Jpierce : Je suis impatient que mon travail soit exposé dans une galerie ou un musée et je peux dire avec beaucoup d’enthousiasme que le moment n’a jamais été aussi proche ! Les artistes numériques rencontrent des difficultés particulières pour exposer leurs œuvres et recourent en général à des écrans ou à des projecteurs LED. Personnellement, je préfère la possibilité d’impressions physiques et l’utilisation des systèmes de réalité augmentée pour leur donner vie. Je pense que cela marie plus intimement le monde physique et numérique que les écrans mobiles que je trouve toujours un peu aliénants. Une telle solution ancre par ailleurs le travail dans l’espace matériel et garantit, dans une certaine mesure, l’absence de problèmes techniques, qui ne se produisent alors que sur l’appareil de l’utilisateur et n’affectent pas l’expérience globale dans la galerie. En termes de représentation, je pense que ce n’est qu’une question de temps avant que la transition vers l’art numérique ne devienne plus courante. J’espère qu’à mesure que la valeur d’un travail comme le mien gagnera en reconnaissance, la scène artistique commencera à adopter les artistes numériques et ceux-ci auront enfin leur place dans des lieux d’exposition plus traditionnels.

image2 - Pristine 2021 on Artprice

Résultat d’adjudication de l’oeuvre Pristine (2021) de Josh Pierce sur le site www.artprice.com

6. Deux de vos créations NFT ont déjà été vendues par la maison Sotheby’s. Quel effet cela vous fait-il de voir le Marché de l’Art traditionnel s’intéresser à votre travail et à celui d’autres artistes digitaux ?

Jpierce : Il y a certainement beaucoup d’honneur à voir mon travail exposé et vendu aux enchères chez Sotheby’s – et spécialement d’avoir pu aller en personne en France en mars 2023 et voir mon œuvre [Healing (2023)] dans leur Maison de Ventes. Voir mon travail là-bas m’a rendu très fier de moi-même, du dévouement que j’ai consacré à ma pratique au fil des années. Bien sûr, quel que soit le résultat, j’ai créé et je créerai toujours pour le plaisir de partager ce que je crois être une expression importante du lien entre l’être humain et la nature ainsi que l’évolution de la conscience humaine. Pour cette raison, toute vente ou exposition de grande envergure ne fait qu’attirer plus d’attention sur ce que j’estime devoir dire. Je pense que cela s’applique aux artistes numériques en général. Nous voyons une toute nouvelle génération d’esprits créatifs pénétrer la psyché collective et soumettre leurs découvertes à l’examen général. À terme, le Marché de l’Art traditionnel devra s’y habituer, comme chaque mouvement d’avant-garde qui a permis de repousser les limites de son médium, de son sujet, de dépasser les tabous et d’agrandir le concept d’art lui-même. Avec du recul, on se rendra compte que la question de reconnaissance par les critiques était jouée d’avance. Il est inévitable que les artistes numériques soient considérés au même niveau que ceux qui travaillent sur des médias depuis longtemps respectés.

__Consigne__:
Dans l'entretien sur l'art numérique, extrayez s'il vous plaît tout le passage qui va de « image2 - Pristine » jusqu'à « artistes digitaux ? », sans y changer un mot.

__Extrait de données__:
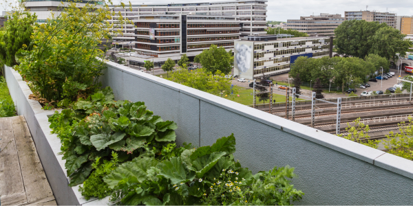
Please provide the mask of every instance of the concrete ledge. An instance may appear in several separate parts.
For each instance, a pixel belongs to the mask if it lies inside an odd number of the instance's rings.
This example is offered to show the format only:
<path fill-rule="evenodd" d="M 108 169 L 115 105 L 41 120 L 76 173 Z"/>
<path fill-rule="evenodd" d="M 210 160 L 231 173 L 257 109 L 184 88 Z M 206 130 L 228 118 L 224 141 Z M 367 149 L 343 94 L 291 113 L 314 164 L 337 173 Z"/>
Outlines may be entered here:
<path fill-rule="evenodd" d="M 149 109 L 178 125 L 177 142 L 211 145 L 233 133 L 234 154 L 256 172 L 289 165 L 306 193 L 302 205 L 413 205 L 413 161 L 296 122 L 113 62 L 101 77 L 118 99 L 145 102 Z M 6 78 L 19 115 L 24 115 L 59 205 L 106 205 L 85 201 L 67 186 L 60 140 L 50 134 L 47 115 L 28 100 L 27 84 L 15 71 Z"/>

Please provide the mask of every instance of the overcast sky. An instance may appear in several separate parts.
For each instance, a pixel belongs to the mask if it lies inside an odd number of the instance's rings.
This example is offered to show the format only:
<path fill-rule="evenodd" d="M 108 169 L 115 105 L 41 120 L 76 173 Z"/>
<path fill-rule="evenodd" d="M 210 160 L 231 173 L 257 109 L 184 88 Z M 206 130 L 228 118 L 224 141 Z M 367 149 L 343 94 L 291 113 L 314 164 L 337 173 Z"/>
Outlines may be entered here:
<path fill-rule="evenodd" d="M 1 1 L 1 0 L 0 0 Z M 132 4 L 145 3 L 170 3 L 222 1 L 216 0 L 131 0 Z M 123 0 L 123 2 L 129 1 Z M 119 2 L 119 1 L 114 2 Z M 344 16 L 344 11 L 365 10 L 368 5 L 369 10 L 396 12 L 397 15 L 413 15 L 413 1 L 412 0 L 268 0 L 268 21 L 286 21 L 287 19 L 299 19 L 301 16 L 320 13 L 339 14 Z"/>
<path fill-rule="evenodd" d="M 5 0 L 0 0 L 3 1 Z M 222 0 L 130 0 L 132 4 L 144 3 L 194 3 L 212 2 Z M 120 0 L 114 0 L 114 3 L 118 3 Z M 129 0 L 122 0 L 124 3 Z M 320 13 L 339 14 L 344 16 L 344 11 L 365 10 L 385 12 L 386 8 L 390 12 L 396 12 L 397 15 L 413 16 L 413 1 L 412 0 L 268 0 L 268 21 L 286 21 L 287 19 L 299 19 L 299 16 L 308 16 Z M 0 8 L 0 10 L 3 10 Z"/>

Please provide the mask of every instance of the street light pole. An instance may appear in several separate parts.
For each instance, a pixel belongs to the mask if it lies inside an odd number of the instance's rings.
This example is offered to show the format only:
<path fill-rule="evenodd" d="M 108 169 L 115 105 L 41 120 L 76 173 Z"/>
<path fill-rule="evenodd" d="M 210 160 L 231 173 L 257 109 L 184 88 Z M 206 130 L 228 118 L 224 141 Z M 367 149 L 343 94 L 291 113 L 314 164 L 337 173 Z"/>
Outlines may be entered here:
<path fill-rule="evenodd" d="M 383 91 L 383 67 L 381 67 L 381 85 L 380 86 L 380 89 Z"/>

__Réponse__:
image2 - Pristine 2021 on Artprice

Résultat d’adjudication de l’oeuvre Pristine (2021) de Josh Pierce sur le site www.artprice.com

6. Deux de vos créations NFT ont déjà été vendues par la maison Sotheby’s. Quel effet cela vous fait-il de voir le Marché de l’Art traditionnel s’intéresser à votre travail et à celui d’autres artistes digitaux ?